#### Exercise objective
Return every one of the rows below word for word, with no changes.

start Information supplied

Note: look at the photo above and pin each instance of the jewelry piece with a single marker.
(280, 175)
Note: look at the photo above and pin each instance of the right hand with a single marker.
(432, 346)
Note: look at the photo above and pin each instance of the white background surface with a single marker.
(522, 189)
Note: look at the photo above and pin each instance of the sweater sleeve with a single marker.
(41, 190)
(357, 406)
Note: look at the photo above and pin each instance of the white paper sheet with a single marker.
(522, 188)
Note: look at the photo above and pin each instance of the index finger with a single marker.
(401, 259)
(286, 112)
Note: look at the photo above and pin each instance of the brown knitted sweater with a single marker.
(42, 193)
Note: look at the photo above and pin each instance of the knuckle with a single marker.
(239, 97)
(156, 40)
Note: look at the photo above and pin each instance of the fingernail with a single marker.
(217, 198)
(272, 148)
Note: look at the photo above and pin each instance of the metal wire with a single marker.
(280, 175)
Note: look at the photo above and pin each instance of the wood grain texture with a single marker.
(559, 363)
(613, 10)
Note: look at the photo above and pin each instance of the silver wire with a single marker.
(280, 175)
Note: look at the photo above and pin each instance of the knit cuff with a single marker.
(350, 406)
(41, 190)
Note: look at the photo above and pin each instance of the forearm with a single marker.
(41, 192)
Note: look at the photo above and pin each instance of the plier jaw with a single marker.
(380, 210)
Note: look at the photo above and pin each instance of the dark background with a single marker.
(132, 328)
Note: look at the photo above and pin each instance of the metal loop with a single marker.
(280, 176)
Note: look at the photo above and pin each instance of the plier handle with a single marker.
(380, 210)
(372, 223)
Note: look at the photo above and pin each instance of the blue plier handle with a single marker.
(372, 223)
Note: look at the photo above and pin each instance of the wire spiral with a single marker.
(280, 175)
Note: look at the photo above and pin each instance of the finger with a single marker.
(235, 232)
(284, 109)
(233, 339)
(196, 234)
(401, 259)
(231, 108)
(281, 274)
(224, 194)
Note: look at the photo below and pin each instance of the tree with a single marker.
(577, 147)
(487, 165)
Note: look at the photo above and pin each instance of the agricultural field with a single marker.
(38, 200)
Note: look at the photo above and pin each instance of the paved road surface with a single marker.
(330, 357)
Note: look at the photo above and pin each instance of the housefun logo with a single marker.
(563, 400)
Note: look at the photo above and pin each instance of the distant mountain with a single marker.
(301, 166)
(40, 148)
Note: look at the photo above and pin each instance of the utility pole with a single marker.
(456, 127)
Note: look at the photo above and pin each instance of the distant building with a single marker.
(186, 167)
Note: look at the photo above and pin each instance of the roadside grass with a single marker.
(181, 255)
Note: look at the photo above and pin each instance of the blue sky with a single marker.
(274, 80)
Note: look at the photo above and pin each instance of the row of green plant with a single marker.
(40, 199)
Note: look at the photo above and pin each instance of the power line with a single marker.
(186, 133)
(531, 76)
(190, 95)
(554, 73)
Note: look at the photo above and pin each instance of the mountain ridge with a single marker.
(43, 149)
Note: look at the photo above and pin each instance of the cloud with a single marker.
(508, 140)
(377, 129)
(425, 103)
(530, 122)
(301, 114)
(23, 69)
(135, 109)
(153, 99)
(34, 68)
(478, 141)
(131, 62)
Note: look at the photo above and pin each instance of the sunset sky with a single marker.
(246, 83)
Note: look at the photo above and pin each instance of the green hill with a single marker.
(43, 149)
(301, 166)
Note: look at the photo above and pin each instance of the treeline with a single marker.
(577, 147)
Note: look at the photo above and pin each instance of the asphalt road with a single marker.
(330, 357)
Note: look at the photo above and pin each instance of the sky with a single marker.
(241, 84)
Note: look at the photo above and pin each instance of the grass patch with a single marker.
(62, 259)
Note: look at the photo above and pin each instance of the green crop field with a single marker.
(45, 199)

end Information supplied

#### Worked solution
Note: look at the photo above and pin each instance of the jewelry piece with a single marker.
(280, 175)
Note: look at the photo above and pin each instance of the right hand with a single marker.
(432, 346)
Note: look at the photo above and pin each instance of the white background surface with a single marker.
(522, 189)
Note: look at the photo above and pin each instance of the sweater sleeve with a single marker.
(41, 190)
(357, 406)
Note: look at the photo above and pin each instance of the white paper sheet with a single marker.
(522, 188)
Note: look at the photo above and pin each instance of the index finger with a single marker.
(401, 259)
(286, 112)
Note: look at the photo above and pin each instance of the brown knitted sweater with a single marker.
(42, 193)
Note: look at the photo above and pin each instance of the knuckle with a single marker.
(239, 97)
(156, 40)
Note: look at the photo above and pin each instance of the fingernail with a single marker.
(217, 198)
(272, 148)
Note: look at the photo above and pin each instance of the metal wire with a single marker.
(280, 175)
Note: look at the photo above and pin each instance of the wood grain texture with a single marker.
(559, 363)
(613, 10)
Note: look at the photo above and pin each instance of the silver wire with a single marker.
(280, 175)
Note: look at the photo above and pin each instance of the knit cuff with a single marker.
(350, 406)
(41, 190)
Note: look at the photo above and pin each instance of the forearm with a single marker.
(41, 192)
Note: look at the photo above and pin each instance of the plier jaw with a single marker.
(380, 210)
Note: look at the photo above and pin each instance of the dark background with a single marker.
(132, 328)
Note: look at the photo above and pin each instance of the metal loop with a single marker.
(280, 176)
Note: look at the photo above and pin each instance of the plier handle with a single marker.
(380, 210)
(372, 223)
Note: look at the photo above and pin each instance of the blue plier handle with a single marker.
(372, 223)
Note: look at the photo above and pin each instance of the wire spiral with a single marker.
(280, 175)
Note: look at the photo above and pin each instance of the finger with a single marker.
(235, 232)
(284, 109)
(233, 339)
(196, 234)
(401, 259)
(231, 108)
(281, 274)
(224, 194)
Note: look at the photo below and pin each instance of the tree with a single marker.
(577, 147)
(487, 165)
Note: look at the photo above and pin each instance of the agricultural field with a single marker.
(38, 200)
Note: look at the photo above and pin each instance of the paved road surface with a single marker.
(330, 357)
Note: look at the photo above and pin each instance of the housefun logo with a single marker.
(563, 400)
Note: look at the photo above and pin each instance of the distant mountain with a single marker.
(301, 166)
(40, 148)
Note: look at the photo above and pin each instance of the utility pole with a single marker.
(456, 127)
Note: look at the photo above and pin each instance of the distant building with a single marker.
(186, 167)
Note: look at the photo above and pin each instance of the roadside grass with a single marker.
(181, 255)
Note: look at the photo above and pin each instance of the blue sky with a single marker.
(274, 80)
Note: look at the photo above and pin each instance of the row of green plant with a single marker.
(40, 199)
Note: look at the photo above and pin each instance of the power line with a single marker.
(186, 133)
(531, 76)
(190, 95)
(554, 73)
Note: look at the photo above and pin each instance of the mountain ridge with a single marker.
(43, 149)
Note: look at the photo above and pin each instance of the cloud with a single marker.
(508, 140)
(377, 129)
(425, 103)
(530, 122)
(301, 114)
(23, 69)
(135, 109)
(153, 99)
(34, 68)
(478, 141)
(131, 62)
Note: look at the photo above and pin each instance of the sunset sky with a single marker.
(246, 83)
Note: look at the photo above and pin each instance of the green hill with a single marker.
(43, 149)
(301, 166)
Note: look at the photo above and pin each instance of the treeline with a single marker.
(577, 147)
Note: look at the photo above and pin each instance of the asphalt road with a single marker.
(330, 357)
Note: look at the photo above and pin each instance of the sky with a single marker.
(241, 84)
Note: look at the photo above and pin each instance of the grass patch with a single marker.
(62, 259)
Note: look at the photo above and pin each instance of the green crop field with a single marker.
(45, 199)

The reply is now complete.